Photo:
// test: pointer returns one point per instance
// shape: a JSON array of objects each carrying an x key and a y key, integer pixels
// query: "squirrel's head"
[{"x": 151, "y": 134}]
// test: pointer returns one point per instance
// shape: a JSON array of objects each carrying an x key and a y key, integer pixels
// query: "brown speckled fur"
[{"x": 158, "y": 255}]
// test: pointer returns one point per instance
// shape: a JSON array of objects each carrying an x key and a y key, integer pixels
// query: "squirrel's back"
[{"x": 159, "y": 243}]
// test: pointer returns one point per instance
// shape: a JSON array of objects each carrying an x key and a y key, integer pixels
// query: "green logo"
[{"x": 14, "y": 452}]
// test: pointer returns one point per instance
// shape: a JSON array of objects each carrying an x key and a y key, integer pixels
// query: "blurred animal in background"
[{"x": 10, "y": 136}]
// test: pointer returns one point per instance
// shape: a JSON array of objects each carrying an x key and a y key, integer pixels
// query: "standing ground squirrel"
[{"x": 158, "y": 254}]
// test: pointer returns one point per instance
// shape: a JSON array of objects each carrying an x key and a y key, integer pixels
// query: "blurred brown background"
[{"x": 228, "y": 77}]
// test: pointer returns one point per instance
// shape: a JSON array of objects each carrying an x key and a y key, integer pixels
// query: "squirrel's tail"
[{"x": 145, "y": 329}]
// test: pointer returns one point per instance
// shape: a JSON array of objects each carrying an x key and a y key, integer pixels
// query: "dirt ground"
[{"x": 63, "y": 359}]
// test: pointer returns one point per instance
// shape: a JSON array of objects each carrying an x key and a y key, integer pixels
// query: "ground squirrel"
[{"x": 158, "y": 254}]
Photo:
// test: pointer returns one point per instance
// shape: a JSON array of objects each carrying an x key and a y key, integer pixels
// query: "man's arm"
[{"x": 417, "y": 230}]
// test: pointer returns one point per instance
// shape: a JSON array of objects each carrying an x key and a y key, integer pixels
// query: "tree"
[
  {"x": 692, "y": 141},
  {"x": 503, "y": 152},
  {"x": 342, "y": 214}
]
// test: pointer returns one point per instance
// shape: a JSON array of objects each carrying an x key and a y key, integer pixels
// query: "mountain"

Problem requirements. Please return all of the entries above, exactly and completely.

Written response.
Photo:
// test: pointer returns one point per instance
// shape: a JSON array of objects each carrying an x key and a y key, integer pixels
// query: "squirrel's head"
[{"x": 151, "y": 134}]
// test: pointer returns one point per instance
// shape: a JSON array of objects each carrying an x key and a y key, integer pixels
// query: "brown speckled fur"
[{"x": 158, "y": 255}]
// test: pointer returns one point per instance
// shape: a JSON array of objects each carrying an x key and a y key, integer pixels
// query: "squirrel's back"
[{"x": 159, "y": 243}]
// test: pointer returns one point per instance
// shape: a JSON array of objects each carrying an x key and a y key, integer pixels
// query: "green logo"
[{"x": 14, "y": 452}]
// test: pointer returns one point per instance
// shape: a JSON array of objects each carrying an x key and a y key, integer pixels
// query: "blurred animal in background"
[{"x": 10, "y": 136}]
// test: pointer returns one point per instance
// shape: a JSON array of objects each carrying an x key and a y key, integer pixels
// query: "standing ground squirrel"
[{"x": 158, "y": 254}]
// test: pointer returns one point per instance
// shape: a JSON array of objects each carrying an x key and a y key, integer pixels
// query: "blurred brown background"
[{"x": 228, "y": 77}]
// test: pointer returns one point per instance
// shape: a JSON array of objects each carrying an x key and a y key, integer pixels
// query: "squirrel's tail"
[{"x": 145, "y": 329}]
// test: pointer returns one point per instance
// shape: a JSON array of objects each carrying an x key and a y key, integer pixels
// query: "dirt ground"
[{"x": 63, "y": 359}]
// test: pointer returns one point per instance
// shape: a JSON array of objects each carrying an x key and a y key, integer pixels
// query: "ground squirrel"
[{"x": 158, "y": 254}]
Photo:
// test: pointer returns one point per instance
// shape: a JSON array of objects each carrying an x key and a y key, integer pixels
// query: "man's arm"
[{"x": 417, "y": 230}]
// test: pointer returns one point per instance
// shape: a JSON array of objects each carrying an x key and a y key, integer pixels
// query: "tree"
[
  {"x": 692, "y": 141},
  {"x": 503, "y": 152},
  {"x": 342, "y": 214}
]
// test: pointer returns one point per instance
// shape: a JSON array of objects each carrying an x key and a y key, integer pixels
// query: "mountain"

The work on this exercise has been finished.